▶ [Work task]
Entries below include pictures. Output exactly the lines from the one with "positive clicks: (532, 126) (535, 135)" down to the one with "negative clicks: (305, 142)", both ends included, and leave the pictures out.

▶ [Dataset entries]
[Start of Attachment]
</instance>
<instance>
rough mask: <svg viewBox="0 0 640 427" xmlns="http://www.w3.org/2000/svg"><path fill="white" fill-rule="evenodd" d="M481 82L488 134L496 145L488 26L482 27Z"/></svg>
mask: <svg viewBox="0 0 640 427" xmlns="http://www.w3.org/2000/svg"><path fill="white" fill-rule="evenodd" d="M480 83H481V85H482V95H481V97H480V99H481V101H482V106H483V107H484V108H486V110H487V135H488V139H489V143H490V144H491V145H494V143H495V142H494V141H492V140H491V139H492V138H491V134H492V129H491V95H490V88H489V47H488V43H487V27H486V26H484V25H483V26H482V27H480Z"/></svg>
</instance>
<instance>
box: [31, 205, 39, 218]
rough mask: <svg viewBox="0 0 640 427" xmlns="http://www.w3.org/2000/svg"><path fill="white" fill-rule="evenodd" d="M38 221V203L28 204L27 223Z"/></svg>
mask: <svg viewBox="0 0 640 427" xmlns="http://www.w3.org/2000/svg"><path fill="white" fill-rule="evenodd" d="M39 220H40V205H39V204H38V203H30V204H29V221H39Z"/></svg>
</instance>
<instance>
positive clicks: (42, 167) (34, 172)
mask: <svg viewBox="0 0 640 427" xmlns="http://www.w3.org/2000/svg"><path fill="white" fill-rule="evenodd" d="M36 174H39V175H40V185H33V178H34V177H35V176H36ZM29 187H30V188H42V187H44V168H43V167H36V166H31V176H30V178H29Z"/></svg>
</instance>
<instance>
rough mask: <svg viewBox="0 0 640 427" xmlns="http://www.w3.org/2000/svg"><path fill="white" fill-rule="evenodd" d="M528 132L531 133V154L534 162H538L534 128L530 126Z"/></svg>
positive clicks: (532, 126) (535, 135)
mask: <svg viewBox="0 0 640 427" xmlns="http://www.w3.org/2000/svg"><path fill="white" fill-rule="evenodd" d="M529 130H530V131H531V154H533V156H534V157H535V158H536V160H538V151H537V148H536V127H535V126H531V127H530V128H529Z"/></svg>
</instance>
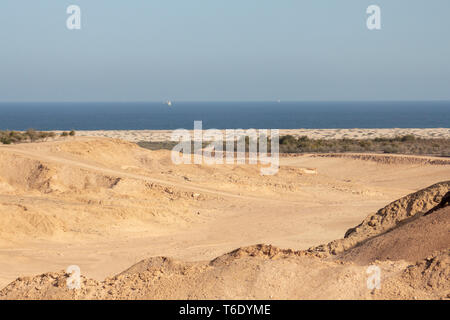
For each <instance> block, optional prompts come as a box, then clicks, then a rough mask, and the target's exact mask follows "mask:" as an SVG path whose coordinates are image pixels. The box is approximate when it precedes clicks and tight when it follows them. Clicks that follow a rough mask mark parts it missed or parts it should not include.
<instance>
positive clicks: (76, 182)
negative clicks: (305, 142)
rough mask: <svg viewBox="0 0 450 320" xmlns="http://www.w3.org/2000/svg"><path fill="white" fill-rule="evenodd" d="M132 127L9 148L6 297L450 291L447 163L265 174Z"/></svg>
mask: <svg viewBox="0 0 450 320" xmlns="http://www.w3.org/2000/svg"><path fill="white" fill-rule="evenodd" d="M430 130H437V132H439V130H447V133H445V132H444V134H447V135H448V129H430ZM430 134H431V133H430ZM300 135H303V134H302V133H300ZM121 138H122V139H123V140H119V139H111V138H99V137H76V138H68V139H66V140H62V141H52V142H42V143H29V144H20V145H10V146H0V289H1V288H3V289H1V290H0V298H2V299H27V298H29V299H239V298H242V299H254V298H256V299H314V298H320V299H413V298H424V299H442V298H444V299H445V298H450V261H449V254H450V253H449V247H450V246H449V245H450V235H449V231H450V224H449V223H450V222H449V219H448V217H449V216H448V214H449V211H448V207H447V205H448V199H447V198H446V195H448V192H449V190H450V182H448V180H450V159H445V158H431V157H413V156H407V157H406V156H398V155H397V156H393V157H390V156H371V157H365V156H361V155H345V156H320V155H308V154H306V155H301V156H297V157H283V158H281V160H280V161H281V166H280V170H279V172H278V173H277V174H276V175H274V176H261V175H260V171H259V167H258V166H256V165H248V164H246V165H214V166H211V165H206V164H204V165H178V166H177V165H174V164H172V162H171V158H170V152H169V151H167V150H161V151H150V150H146V149H143V148H140V147H138V146H137V145H136V144H134V143H132V142H130V141H136V140H133V139H131V138H130V137H124V136H121ZM139 139H140V138H139ZM125 140H128V141H125ZM143 140H147V141H149V139H143ZM446 181H447V182H446ZM380 208H381V209H380ZM430 234H432V235H431V236H429V235H430ZM344 236H345V238H344ZM406 237H408V238H406ZM412 249H414V250H412ZM371 264H375V265H377V266H378V267H379V268H380V269H381V271H382V273H381V274H382V282H381V284H382V285H381V289H379V290H369V289H368V288H367V283H366V282H367V277H368V275H367V273H366V271H367V267H368V266H369V265H371ZM70 265H78V266H79V267H80V269H81V273H82V275H83V283H82V287H81V289H80V290H69V289H68V288H67V286H66V280H67V277H68V275H67V274H65V272H64V270H66V268H67V267H68V266H70Z"/></svg>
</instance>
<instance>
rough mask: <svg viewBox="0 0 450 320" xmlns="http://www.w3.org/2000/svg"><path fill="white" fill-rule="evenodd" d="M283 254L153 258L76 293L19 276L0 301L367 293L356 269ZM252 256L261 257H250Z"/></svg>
mask: <svg viewBox="0 0 450 320" xmlns="http://www.w3.org/2000/svg"><path fill="white" fill-rule="evenodd" d="M283 251H284V250H281V249H277V248H275V247H271V246H255V247H249V248H243V249H242V250H238V251H235V252H233V253H230V254H228V255H225V256H230V255H231V256H233V257H234V258H233V259H231V260H229V259H227V258H225V259H220V258H218V259H215V262H195V263H182V262H177V261H175V260H172V259H167V258H152V259H148V260H144V261H141V262H139V263H138V264H136V265H135V266H133V267H131V268H130V269H128V270H127V271H125V272H123V273H121V274H119V275H117V276H114V277H111V278H107V279H105V280H104V281H95V280H92V279H87V278H84V277H82V278H81V288H80V289H77V290H70V289H69V288H68V287H67V280H68V278H69V275H67V274H65V273H64V272H58V273H46V274H42V275H39V276H36V277H27V278H24V277H22V278H19V279H17V280H15V281H14V282H12V283H10V284H9V285H8V286H7V287H5V288H4V289H2V290H0V299H277V298H280V299H308V298H310V299H314V298H322V299H324V298H335V299H338V298H364V297H368V295H369V294H370V293H369V292H368V291H367V289H365V281H364V277H365V274H364V271H363V269H362V268H361V267H355V266H344V265H341V264H337V263H332V262H322V261H321V260H320V259H318V258H311V257H297V256H291V255H289V254H288V255H283V256H284V257H283V258H282V259H275V258H274V257H275V256H277V254H276V253H282V252H283ZM237 252H241V253H243V255H241V256H239V257H237V256H236V253H237ZM257 252H259V253H260V254H261V255H258V256H251V254H253V253H257ZM270 252H271V253H270ZM248 254H250V255H248ZM267 254H269V255H267ZM271 254H275V256H274V257H272V259H271V258H269V257H270V256H271ZM219 261H222V262H223V261H227V262H226V263H219ZM388 272H389V271H388Z"/></svg>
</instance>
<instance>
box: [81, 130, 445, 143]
mask: <svg viewBox="0 0 450 320" xmlns="http://www.w3.org/2000/svg"><path fill="white" fill-rule="evenodd" d="M189 131H190V133H191V135H193V130H189ZM221 131H222V132H223V133H224V134H225V130H221ZM172 132H173V130H80V131H77V136H89V137H108V138H117V139H122V140H126V141H131V142H139V141H151V142H161V141H170V140H171V135H172ZM409 134H412V135H414V136H416V137H417V138H426V139H442V138H444V139H448V138H450V128H431V129H420V128H409V129H398V128H392V129H280V136H283V135H292V136H295V137H301V136H307V137H308V138H310V139H342V138H348V139H374V138H393V137H397V136H404V135H409Z"/></svg>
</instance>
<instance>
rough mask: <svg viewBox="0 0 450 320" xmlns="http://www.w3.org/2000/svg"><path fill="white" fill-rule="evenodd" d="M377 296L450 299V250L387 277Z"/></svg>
mask: <svg viewBox="0 0 450 320" xmlns="http://www.w3.org/2000/svg"><path fill="white" fill-rule="evenodd" d="M375 298H378V299H450V250H449V249H446V250H443V251H440V252H437V253H435V254H433V255H430V256H429V257H428V258H426V259H424V260H420V261H418V262H417V263H415V264H414V265H410V266H408V267H407V268H405V270H403V271H402V272H401V273H400V274H397V275H395V276H393V277H391V278H388V279H386V281H384V282H383V283H382V287H381V290H379V291H377V292H376V295H375Z"/></svg>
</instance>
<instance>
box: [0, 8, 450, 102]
mask: <svg viewBox="0 0 450 320" xmlns="http://www.w3.org/2000/svg"><path fill="white" fill-rule="evenodd" d="M71 4H76V5H79V6H80V7H81V10H82V29H81V30H68V29H67V28H66V19H67V17H68V15H67V14H66V8H67V7H68V6H69V5H71ZM371 4H377V5H379V6H380V7H381V10H382V11H381V18H382V29H381V30H379V31H369V30H368V29H367V27H366V18H367V14H366V8H367V7H368V6H369V5H371ZM165 99H172V100H185V101H228V100H233V101H241V100H242V101H247V100H257V101H260V100H276V99H281V100H298V101H304V100H450V1H449V0H431V1H430V0H369V1H367V0H320V1H319V0H226V1H224V0H130V1H125V0H71V1H66V0H39V1H36V0H1V1H0V101H160V100H165Z"/></svg>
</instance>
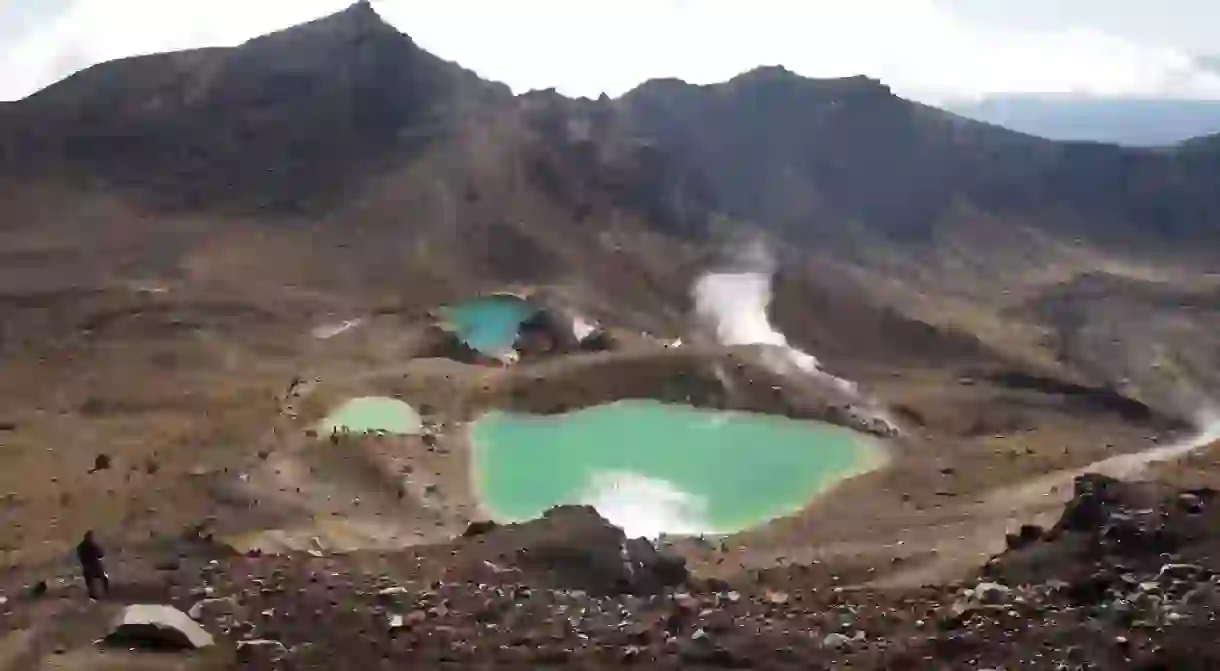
[End of Attachment]
▶ [Answer]
positive clicks: (532, 126) (535, 135)
mask: <svg viewBox="0 0 640 427" xmlns="http://www.w3.org/2000/svg"><path fill="white" fill-rule="evenodd" d="M529 130H530V131H531V154H533V156H534V157H535V158H536V160H538V151H537V148H536V127H535V126H531V127H530V128H529Z"/></svg>
</instance>
For each <instance> block, optional prompts come as a box, then clicks, then a rough mask, and the target's exact mask follows "mask:" as an SVG path whose coordinates are image pixels. The box is approximate when it precedes clicks and tight when it follows them. Clicks that follow a rough mask mark parts it missed or parts it should not include.
<instance>
positive clicks: (76, 182)
negative clicks: (305, 142)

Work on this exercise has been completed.